Problems to work on —
1 - Answer these questions about the review:
(a) What is the title of the book under review?
(b) Which groups fight "not for god, not for country" but for humanity?
(c) Which two social and cultural anthropologists are named?
2 - In the records, starting at the line that contains "the baby's hand;" and ending at the last line of the records, swap "reference point" for "anchor point". Write out only those lines, with nothing else changed.

Text to read —
Though focused at least ostensibly on the symbol or theme of chosen families in the Buffyverse and limitedly in the Whedon verse, Battis’s book jumps around to other issues, including reflexive ruminations on postgraduate life in the staid and conventional university of today.  I was left with the feeling that without such padding the book, like so many books in film studies and television studies, would probably have made a better journal article than a monograph.

Beyond this structural issue I had a number of issues with Blood Relations, a book that is in someways Buffy meets sociology, but selective sociology. Like so many of those who engage in crystal ball textualism Battis, while briefly exploring quantitative data on Canadian and US families and far to limited in its utilisation of primary documentary material (mostly interviews of Whedon)—Battis’s analysis is grounded in the sola textura method, an exploration of the text alone, a kind of academic fundamentalist approach to texts. Whether one can discern everything one always wanted to know about a given text, including its economic, political, cultural, demographic, and geographical contexts, is an open question, an open question in which I would answer that it is not possible to do that with any confidence given its lack of evidentiary checks and balances. This, in turn, means that one can compellingly argue that academic textual analysis is actually a form of situated reader response that tells us as much if not more about the reader, including his or her ideological persuasions, than the text itself.

Battis, like so many social and cultural constructionists—who got there before Foucault, by the way, as did social and cultural anthropologists like Franz Boas and Margaret Mead—does not grasp Buffy’s and Angel’s theodicy. Real evil exists in the Buffyverse along with shades of grey. And this is why the Scoobies and the Fang Gang fight not for god, not for country, not for any ethnic group, not for any particular gender, but for humanity. And at the end of Buffy that fight becomes much more democratic than it was under the gaze of the patriarchal and paternalist Watcher’s Council.

Battis does the now time warn cystal ball textualist representational song and dance. He calls for greater ethnic, gender, and class representation in ostensibly middle class texts like Buffy which is well and good but it ignores the “realites” of American television. British and even Canadian television, all of which seem to be more representational in these areas than US TV. The problem I have with these clarion calls is how far do we go in asking for representatonal representation in television shows? How about identity groups like the Amish, Christian fundamentalists, and Southern Baptists? Should they be represented in proportion to their populations on American TV? If so, how? An Amish remake of All in the Family perhaps?

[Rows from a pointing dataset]
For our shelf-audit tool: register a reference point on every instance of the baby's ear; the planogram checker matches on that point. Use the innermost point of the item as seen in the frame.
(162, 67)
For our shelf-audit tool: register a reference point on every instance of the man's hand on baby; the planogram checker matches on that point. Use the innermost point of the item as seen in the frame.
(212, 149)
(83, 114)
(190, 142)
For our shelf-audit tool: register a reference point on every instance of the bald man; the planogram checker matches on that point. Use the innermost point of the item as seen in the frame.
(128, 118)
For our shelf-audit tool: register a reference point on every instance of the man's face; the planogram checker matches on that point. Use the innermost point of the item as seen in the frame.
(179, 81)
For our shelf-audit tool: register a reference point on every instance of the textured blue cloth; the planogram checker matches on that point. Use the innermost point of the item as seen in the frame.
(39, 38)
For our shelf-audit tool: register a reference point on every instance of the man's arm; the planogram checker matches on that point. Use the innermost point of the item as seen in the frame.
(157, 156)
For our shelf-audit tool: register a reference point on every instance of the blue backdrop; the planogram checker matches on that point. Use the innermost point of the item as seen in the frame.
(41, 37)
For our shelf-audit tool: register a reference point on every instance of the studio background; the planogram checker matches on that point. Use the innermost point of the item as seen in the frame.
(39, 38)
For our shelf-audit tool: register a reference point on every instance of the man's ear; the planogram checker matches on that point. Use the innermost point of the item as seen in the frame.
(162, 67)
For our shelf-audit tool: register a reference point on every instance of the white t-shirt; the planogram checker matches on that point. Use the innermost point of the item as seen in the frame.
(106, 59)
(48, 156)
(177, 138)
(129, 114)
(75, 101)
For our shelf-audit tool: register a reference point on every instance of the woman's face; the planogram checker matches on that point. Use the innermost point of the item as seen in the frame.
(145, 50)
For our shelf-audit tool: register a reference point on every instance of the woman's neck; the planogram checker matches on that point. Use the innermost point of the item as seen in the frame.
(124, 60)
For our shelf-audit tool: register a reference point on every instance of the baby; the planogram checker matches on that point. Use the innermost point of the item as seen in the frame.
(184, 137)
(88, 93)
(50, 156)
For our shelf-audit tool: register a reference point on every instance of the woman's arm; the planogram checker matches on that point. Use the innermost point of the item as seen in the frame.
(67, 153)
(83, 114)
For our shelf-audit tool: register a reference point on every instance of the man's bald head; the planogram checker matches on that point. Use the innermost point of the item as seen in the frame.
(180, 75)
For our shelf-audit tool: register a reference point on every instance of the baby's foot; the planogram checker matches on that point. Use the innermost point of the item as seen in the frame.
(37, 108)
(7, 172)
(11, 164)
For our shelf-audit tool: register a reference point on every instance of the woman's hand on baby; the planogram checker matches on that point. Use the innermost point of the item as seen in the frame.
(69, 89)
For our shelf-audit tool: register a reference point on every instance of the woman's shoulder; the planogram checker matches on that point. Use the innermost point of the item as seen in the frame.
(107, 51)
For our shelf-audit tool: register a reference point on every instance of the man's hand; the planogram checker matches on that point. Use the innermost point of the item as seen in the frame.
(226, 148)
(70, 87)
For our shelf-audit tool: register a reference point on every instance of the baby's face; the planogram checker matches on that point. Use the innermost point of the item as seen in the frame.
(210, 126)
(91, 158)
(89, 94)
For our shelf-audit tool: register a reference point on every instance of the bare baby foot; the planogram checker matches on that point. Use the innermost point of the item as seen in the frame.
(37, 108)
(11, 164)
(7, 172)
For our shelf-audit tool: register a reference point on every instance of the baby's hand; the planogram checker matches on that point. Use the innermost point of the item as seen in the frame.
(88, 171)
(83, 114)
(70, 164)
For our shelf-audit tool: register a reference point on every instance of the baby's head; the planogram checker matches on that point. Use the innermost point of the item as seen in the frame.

Results —
1 -
(a) Blood Relations
(b) The Scoobies and the Fang Gang
(c) Franz Boas and Margaret Mead

2 -
For our shelf-audit tool: register a anchor point on every instance of the baby's hand; the planogram checker matches on that point. Use the innermost point of the item as seen in the frame.
(88, 171)
(83, 114)
(70, 164)
For our shelf-audit tool: register a anchor point on every instance of the baby's head; the planogram checker matches on that point. Use the innermost point of the item as seen in the frame.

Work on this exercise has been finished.